**WHAT TO PRODUCE**
Rescale the part below that opens with the line containing "Return one point per instance of the window" and closes with the very last line, giving only those lines again, requests included. Multiply every x and y coordinate in the answers by 1.1 and round each to a whole number, with halves going up.

>> START EXERCISE MATERIAL

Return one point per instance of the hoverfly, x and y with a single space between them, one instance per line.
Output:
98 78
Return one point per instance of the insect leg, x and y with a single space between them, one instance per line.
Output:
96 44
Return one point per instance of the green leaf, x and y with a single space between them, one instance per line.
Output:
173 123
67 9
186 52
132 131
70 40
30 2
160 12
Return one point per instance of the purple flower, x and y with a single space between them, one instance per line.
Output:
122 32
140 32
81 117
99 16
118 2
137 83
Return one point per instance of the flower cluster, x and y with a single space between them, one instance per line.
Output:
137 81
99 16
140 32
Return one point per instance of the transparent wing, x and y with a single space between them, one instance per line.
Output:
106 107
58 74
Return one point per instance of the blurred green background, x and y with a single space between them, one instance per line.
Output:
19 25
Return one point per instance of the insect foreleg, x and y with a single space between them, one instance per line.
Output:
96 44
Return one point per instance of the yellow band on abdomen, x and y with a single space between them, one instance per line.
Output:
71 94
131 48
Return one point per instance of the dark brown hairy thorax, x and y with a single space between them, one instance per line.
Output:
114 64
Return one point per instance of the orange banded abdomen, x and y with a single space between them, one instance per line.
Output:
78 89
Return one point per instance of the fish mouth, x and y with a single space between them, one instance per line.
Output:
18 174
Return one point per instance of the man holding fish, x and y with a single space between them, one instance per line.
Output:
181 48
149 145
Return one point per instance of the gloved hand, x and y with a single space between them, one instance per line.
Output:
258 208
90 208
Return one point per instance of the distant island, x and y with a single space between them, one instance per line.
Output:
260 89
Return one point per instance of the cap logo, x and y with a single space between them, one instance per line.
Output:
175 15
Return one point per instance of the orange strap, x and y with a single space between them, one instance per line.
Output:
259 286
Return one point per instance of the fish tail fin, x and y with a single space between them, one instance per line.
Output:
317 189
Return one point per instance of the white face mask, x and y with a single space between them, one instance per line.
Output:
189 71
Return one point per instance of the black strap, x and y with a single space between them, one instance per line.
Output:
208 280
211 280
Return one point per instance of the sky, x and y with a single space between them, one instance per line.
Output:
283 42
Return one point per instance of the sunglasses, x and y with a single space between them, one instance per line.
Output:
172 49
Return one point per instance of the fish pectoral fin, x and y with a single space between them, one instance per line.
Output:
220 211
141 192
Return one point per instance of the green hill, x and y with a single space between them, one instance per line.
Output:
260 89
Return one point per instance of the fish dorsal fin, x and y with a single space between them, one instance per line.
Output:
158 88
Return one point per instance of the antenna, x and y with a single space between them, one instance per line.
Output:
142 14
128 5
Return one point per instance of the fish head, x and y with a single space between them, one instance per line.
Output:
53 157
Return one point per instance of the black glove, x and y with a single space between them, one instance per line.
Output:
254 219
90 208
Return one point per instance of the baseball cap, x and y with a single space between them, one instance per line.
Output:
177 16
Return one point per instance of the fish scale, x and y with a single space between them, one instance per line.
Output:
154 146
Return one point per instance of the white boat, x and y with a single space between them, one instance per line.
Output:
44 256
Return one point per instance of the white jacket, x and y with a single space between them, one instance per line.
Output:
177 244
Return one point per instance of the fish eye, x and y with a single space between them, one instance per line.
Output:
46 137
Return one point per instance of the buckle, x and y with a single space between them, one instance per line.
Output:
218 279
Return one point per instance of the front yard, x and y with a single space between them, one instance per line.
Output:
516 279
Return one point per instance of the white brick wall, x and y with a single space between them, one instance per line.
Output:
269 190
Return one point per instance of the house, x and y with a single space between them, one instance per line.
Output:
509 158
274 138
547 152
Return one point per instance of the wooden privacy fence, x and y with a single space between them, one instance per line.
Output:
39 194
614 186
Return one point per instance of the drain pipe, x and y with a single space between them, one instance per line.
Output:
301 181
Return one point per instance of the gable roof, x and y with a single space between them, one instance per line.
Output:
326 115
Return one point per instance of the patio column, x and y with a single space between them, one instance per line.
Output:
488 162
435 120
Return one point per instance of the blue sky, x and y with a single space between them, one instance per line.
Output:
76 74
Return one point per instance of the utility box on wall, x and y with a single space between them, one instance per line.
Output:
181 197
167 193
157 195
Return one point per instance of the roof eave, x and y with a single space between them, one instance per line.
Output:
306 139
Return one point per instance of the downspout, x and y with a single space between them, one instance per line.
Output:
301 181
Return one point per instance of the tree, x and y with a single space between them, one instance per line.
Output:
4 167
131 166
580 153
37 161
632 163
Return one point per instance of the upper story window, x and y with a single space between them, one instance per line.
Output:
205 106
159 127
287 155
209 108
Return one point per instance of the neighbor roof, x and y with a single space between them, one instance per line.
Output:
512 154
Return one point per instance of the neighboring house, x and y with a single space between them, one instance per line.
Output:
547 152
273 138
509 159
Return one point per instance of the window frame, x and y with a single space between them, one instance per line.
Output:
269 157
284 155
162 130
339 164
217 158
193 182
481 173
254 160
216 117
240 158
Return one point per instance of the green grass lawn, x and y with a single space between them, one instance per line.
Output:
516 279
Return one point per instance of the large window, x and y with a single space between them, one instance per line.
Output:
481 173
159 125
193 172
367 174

>> END EXERCISE MATERIAL

**FINISHED ANSWER**
Return one point per instance of the window frame, x and y with a single space between them, one instance per line.
Output:
296 173
312 171
178 143
373 180
239 174
212 200
529 190
279 176
238 129
264 174
Return one point per instance of the green grass lawn, x and y with a single space between them, one instance per line.
Output:
568 307
Return one point per instance of the large window, x and y with a single space between them, one instance per line.
Output:
529 190
175 138
212 189
404 191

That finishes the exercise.